*Instrucciones a seguir*: Convierte en una lista numerada todo lo que va desde la línea que contiene "Annotation task — locate each instance of the asphalt" hasta el final de las entradas de abajo, sin incluir las líneas en blanco.

*Datos proporcionados*:
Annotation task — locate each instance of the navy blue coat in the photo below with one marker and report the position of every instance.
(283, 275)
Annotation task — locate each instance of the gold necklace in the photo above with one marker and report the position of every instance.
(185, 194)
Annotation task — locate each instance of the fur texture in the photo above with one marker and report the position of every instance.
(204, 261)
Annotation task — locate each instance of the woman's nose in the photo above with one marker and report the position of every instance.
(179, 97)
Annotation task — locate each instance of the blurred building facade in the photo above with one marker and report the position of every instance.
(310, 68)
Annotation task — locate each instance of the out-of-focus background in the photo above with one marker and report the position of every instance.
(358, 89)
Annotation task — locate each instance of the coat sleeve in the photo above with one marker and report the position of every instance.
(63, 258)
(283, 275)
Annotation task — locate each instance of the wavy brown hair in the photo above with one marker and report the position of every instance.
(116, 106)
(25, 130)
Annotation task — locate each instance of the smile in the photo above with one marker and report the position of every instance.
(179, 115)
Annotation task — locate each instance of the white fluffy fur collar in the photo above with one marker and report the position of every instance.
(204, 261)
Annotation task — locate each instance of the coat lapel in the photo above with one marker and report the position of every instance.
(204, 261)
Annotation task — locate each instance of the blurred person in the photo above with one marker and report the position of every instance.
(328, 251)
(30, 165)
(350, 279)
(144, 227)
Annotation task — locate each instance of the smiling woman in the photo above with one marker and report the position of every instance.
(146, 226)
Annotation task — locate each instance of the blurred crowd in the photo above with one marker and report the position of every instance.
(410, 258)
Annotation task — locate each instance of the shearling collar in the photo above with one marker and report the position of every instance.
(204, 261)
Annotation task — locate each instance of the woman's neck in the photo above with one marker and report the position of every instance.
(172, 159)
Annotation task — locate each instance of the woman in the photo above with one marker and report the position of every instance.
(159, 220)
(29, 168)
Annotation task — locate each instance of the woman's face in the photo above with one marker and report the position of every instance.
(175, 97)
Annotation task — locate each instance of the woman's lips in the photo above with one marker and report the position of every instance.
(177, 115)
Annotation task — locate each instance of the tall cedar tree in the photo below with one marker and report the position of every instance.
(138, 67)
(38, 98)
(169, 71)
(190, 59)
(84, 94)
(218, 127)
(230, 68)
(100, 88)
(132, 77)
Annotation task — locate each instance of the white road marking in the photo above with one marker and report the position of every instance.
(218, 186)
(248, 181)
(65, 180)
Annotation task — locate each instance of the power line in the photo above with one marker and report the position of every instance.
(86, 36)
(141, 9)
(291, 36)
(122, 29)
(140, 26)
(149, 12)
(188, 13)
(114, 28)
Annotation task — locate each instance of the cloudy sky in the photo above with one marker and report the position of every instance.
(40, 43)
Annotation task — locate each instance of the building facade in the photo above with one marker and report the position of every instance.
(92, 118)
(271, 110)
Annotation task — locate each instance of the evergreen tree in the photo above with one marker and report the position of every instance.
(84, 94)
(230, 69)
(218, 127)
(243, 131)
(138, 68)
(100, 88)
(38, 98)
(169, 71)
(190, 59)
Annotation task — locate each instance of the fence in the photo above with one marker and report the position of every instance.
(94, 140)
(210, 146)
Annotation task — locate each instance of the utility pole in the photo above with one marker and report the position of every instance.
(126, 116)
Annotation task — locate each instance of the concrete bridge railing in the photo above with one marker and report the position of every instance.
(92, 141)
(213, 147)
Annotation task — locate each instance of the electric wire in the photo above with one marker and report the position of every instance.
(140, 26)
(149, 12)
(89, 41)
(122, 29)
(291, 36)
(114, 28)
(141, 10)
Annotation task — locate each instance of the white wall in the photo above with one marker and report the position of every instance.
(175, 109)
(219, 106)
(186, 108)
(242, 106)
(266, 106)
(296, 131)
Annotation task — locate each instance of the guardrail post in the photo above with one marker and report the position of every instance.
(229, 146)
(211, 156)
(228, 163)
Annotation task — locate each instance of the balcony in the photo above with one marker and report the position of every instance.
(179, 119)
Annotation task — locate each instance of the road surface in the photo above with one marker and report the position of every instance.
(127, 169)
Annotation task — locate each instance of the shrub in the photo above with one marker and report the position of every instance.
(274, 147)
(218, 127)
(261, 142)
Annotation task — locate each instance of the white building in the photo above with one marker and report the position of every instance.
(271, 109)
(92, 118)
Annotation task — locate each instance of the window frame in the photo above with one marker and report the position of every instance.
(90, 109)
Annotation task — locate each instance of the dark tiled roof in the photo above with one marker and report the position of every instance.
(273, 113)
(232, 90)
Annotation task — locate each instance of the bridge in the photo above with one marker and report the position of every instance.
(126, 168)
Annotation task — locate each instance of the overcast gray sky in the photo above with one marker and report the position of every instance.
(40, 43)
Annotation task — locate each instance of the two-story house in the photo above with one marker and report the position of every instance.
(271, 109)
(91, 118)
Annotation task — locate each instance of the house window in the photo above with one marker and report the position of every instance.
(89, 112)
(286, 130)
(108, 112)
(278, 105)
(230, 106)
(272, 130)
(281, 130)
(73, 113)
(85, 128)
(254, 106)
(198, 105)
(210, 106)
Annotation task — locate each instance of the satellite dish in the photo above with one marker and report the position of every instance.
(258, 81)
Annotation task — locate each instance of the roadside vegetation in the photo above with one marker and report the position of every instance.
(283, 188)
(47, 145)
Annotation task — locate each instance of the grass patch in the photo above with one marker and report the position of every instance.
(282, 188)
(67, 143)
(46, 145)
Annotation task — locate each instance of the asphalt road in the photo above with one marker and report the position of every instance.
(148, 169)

*Solución*:
1. Annotation task — locate each instance of the asphalt road in the photo above with one marker and report the position of every instance.
2. (148, 169)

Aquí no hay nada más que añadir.